■ **What the exercise asks**: Restating the data word for word is all that is required.

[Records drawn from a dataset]
========

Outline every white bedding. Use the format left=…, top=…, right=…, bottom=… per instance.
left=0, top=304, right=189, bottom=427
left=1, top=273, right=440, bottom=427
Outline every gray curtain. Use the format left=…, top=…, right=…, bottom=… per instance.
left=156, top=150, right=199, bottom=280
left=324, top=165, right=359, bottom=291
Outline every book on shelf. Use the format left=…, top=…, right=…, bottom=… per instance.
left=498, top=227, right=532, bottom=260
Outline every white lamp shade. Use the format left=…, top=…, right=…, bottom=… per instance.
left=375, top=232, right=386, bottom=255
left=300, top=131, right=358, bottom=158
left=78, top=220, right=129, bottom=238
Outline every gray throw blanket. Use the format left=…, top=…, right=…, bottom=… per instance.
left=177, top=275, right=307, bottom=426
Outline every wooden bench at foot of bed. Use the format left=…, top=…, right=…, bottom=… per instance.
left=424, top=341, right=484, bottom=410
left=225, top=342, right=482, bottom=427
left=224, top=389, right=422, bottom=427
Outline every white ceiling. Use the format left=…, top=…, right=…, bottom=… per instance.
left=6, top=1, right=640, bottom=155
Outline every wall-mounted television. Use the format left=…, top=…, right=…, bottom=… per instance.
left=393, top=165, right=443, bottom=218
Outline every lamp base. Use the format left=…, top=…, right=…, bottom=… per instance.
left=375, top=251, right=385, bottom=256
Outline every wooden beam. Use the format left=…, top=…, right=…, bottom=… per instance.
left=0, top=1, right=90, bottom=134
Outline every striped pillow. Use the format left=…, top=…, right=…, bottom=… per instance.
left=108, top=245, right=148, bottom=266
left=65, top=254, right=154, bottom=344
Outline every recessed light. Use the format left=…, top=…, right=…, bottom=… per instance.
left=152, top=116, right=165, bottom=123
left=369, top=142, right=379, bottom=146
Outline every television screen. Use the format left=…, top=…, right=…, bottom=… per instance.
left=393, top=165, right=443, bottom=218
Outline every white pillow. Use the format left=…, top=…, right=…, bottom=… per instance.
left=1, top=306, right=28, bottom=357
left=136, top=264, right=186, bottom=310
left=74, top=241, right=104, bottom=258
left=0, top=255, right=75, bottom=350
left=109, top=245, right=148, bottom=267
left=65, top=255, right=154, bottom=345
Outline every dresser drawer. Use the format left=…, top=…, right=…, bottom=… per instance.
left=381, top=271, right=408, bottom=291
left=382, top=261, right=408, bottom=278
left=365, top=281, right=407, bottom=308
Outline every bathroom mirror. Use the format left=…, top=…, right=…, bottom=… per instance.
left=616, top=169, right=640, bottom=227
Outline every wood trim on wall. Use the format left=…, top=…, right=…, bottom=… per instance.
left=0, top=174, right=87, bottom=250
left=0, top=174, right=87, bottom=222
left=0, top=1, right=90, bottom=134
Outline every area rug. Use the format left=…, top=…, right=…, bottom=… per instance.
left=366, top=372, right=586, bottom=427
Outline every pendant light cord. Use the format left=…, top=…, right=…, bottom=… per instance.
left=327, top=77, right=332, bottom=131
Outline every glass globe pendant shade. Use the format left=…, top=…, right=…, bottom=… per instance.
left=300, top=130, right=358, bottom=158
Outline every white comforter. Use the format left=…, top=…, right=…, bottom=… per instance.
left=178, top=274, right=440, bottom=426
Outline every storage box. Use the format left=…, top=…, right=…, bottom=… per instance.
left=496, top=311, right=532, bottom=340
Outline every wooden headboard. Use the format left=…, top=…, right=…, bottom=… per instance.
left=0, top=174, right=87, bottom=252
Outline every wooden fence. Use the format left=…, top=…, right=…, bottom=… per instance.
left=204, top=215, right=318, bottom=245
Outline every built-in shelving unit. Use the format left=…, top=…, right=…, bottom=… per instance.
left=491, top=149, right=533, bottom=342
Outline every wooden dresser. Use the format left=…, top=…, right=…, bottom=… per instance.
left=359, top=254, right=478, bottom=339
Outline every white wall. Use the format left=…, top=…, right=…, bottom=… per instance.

========

■ **Problem solution**:
Outline every white bedding. Use the format left=…, top=…, right=…, bottom=… per instance.
left=0, top=304, right=189, bottom=427
left=1, top=273, right=440, bottom=427
Outline every gray curtain. Use the format left=…, top=…, right=…, bottom=… per instance.
left=156, top=150, right=199, bottom=280
left=324, top=165, right=359, bottom=291
Outline every book on shelf. Use the format left=…, top=…, right=…, bottom=… per instance.
left=498, top=227, right=532, bottom=260
Outline every white lamp shade. Use the format left=…, top=…, right=…, bottom=… per instance.
left=375, top=232, right=386, bottom=255
left=300, top=131, right=358, bottom=158
left=78, top=220, right=129, bottom=238
Outline every gray throw blanket. Use the format left=…, top=…, right=…, bottom=… per instance.
left=177, top=275, right=307, bottom=426
Outline every wooden bench at foot of bed. Use the format left=…, top=…, right=…, bottom=… per instance.
left=424, top=341, right=484, bottom=410
left=225, top=342, right=482, bottom=427
left=224, top=389, right=422, bottom=427
Outline every white ceiling. Use the format left=…, top=…, right=…, bottom=… per instance.
left=6, top=1, right=640, bottom=155
Outline every wall-mounted television. Use the format left=…, top=…, right=…, bottom=… per instance.
left=393, top=165, right=443, bottom=218
Outline every lamp base. Use the format left=…, top=…, right=…, bottom=… per instance.
left=375, top=251, right=385, bottom=256
Outline every wooden beam. Use the format left=…, top=…, right=…, bottom=… per instance.
left=0, top=1, right=90, bottom=134
Outline every striped pillow. Use the format left=…, top=…, right=…, bottom=… per instance.
left=108, top=245, right=148, bottom=266
left=65, top=254, right=154, bottom=344
Outline every recessed light. Use the format left=…, top=…, right=…, bottom=… per instance.
left=152, top=116, right=165, bottom=123
left=369, top=142, right=379, bottom=146
Outline every television screen. Use the format left=…, top=…, right=…, bottom=… per instance.
left=393, top=165, right=443, bottom=218
Outline every white pillow. Use the format left=…, top=…, right=…, bottom=… per instance.
left=1, top=306, right=28, bottom=357
left=136, top=264, right=186, bottom=310
left=74, top=241, right=104, bottom=258
left=0, top=255, right=75, bottom=350
left=109, top=245, right=148, bottom=267
left=65, top=255, right=154, bottom=345
Outline every dresser drawer. Use the format left=…, top=…, right=…, bottom=… per instance.
left=381, top=271, right=408, bottom=291
left=382, top=261, right=408, bottom=278
left=365, top=281, right=407, bottom=308
Outline every bathroom mirror. Use the format left=…, top=…, right=…, bottom=… per instance.
left=616, top=169, right=640, bottom=227
Outline every wood trim on wall. Use the format left=…, top=…, right=…, bottom=… per instance.
left=0, top=174, right=87, bottom=250
left=0, top=174, right=87, bottom=222
left=0, top=1, right=90, bottom=134
Outline every area rug. Use the format left=…, top=…, right=…, bottom=… per instance.
left=366, top=372, right=586, bottom=427
Outline every pendant light cord. Use the format left=…, top=…, right=…, bottom=… per instance.
left=327, top=77, right=332, bottom=131
Outline every glass globe pendant shade. Use the format left=…, top=…, right=…, bottom=… per instance.
left=300, top=130, right=358, bottom=158
Outline every white comforter. Use the format left=…, top=…, right=…, bottom=… per instance.
left=178, top=274, right=440, bottom=426
Outline every storage box. Use the format left=…, top=…, right=…, bottom=… per instance.
left=496, top=311, right=532, bottom=340
Outline every wooden headboard. Use the format left=…, top=…, right=…, bottom=… per instance.
left=0, top=174, right=87, bottom=252
Outline every wooden fence. Use the format left=…, top=…, right=…, bottom=… per instance.
left=204, top=215, right=318, bottom=245
Outline every built-in shelving unit. Use the format left=…, top=…, right=…, bottom=… per instance.
left=491, top=149, right=533, bottom=342
Outline every wooden dresser. Use the format left=…, top=…, right=…, bottom=… per instance.
left=359, top=254, right=478, bottom=339
Outline every white wall. Use the format left=…, top=…, right=…, bottom=… per instance.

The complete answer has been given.